[Stored data entries]
- - -
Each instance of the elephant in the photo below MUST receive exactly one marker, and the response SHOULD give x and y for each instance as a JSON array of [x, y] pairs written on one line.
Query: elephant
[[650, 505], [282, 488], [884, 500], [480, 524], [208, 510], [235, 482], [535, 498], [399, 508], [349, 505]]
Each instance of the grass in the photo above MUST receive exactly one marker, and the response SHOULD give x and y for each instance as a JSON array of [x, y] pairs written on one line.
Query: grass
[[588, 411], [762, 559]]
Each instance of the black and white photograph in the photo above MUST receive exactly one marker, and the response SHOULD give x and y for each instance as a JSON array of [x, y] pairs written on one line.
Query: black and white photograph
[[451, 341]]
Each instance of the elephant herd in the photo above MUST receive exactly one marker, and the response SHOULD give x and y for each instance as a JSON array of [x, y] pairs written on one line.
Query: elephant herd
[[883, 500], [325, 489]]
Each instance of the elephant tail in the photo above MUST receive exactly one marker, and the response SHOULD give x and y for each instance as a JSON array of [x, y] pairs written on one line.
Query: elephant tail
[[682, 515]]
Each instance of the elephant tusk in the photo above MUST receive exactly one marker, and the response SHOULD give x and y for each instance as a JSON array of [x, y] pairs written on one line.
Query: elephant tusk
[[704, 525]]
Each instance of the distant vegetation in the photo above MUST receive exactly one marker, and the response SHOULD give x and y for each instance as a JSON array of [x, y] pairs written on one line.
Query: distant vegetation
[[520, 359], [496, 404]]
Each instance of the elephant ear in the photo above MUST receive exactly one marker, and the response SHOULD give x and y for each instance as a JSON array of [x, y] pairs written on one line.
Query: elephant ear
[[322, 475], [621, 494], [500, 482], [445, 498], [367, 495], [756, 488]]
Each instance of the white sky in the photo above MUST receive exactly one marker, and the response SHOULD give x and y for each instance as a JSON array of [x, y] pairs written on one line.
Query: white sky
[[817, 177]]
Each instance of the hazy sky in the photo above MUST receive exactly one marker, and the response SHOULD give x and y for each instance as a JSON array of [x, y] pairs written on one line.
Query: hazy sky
- - -
Exercise instructions:
Every record should be given again without alteration.

Output for this task:
Each instance of the elephant in the photo below MUST receive exactly one marker, and the response SHOULD give x and y for each instance as a JSON array of [x, y] pairs written on one line.
Query: elephant
[[650, 505], [282, 488], [884, 500], [480, 524], [208, 510], [235, 482], [535, 498], [399, 508], [349, 505]]
Each instance of the grass in the photo above MUST receive exactly one marker, and the response SHOULD give x and y for each instance as a JSON array of [x, y] pairs written on one line.
Query: grass
[[588, 411], [762, 559]]
Each instance of the black and white photograph in the photo above MUST receive exactly one marker, and the response SHOULD give x and y for each instance as a JSON array of [x, y] pairs written on one line.
Query: black and white photograph
[[451, 341]]
Each instance of the elephant herd in the photo above MUST receive exactly one marker, and the response SHOULD give x and y for each instance as a JSON array of [x, y] pairs written on one line.
Query: elephant herd
[[883, 500], [325, 489]]
Each instance of the elephant tail in the photo above MUST receive exactly one marker, and the response SHOULD give x and y for each instance as a JSON array of [x, y] pairs written on one line.
Query: elephant tail
[[682, 515]]
Each instance of the elephant tusk in the photo above MUST receive exactly one marker, and the response SHOULD give x and y for each instance as a JSON array of [x, y] pairs written on one line.
Query: elephant tusk
[[704, 525]]
Each instance of the distant vegetation in the photo above MUST receive exactly one marker, and the response SHOULD give x and y for each instance as a JSON array of [x, y] pairs written on one line.
Query: distant vegetation
[[520, 359], [496, 404]]
Each instance of the elephant ear in the photo above MUST receive exactly one marker, and the response SHOULD give x and y for each instance as a JSON array of [x, y] pairs written on one line.
Query: elephant ear
[[322, 475], [621, 494], [500, 482], [445, 498], [367, 495], [756, 488]]
Each instance of the white sky in the photo above MUST receive exactly one marker, and the response SHOULD give x and y for each instance as a JSON array of [x, y] pairs written on one line.
Query: white sky
[[817, 177]]
Each instance of the hazy sky in the photo above MUST receive exactly one marker, and the response SHOULD give x and y for each instance as a JSON array of [x, y] pairs written on one line.
Query: hazy sky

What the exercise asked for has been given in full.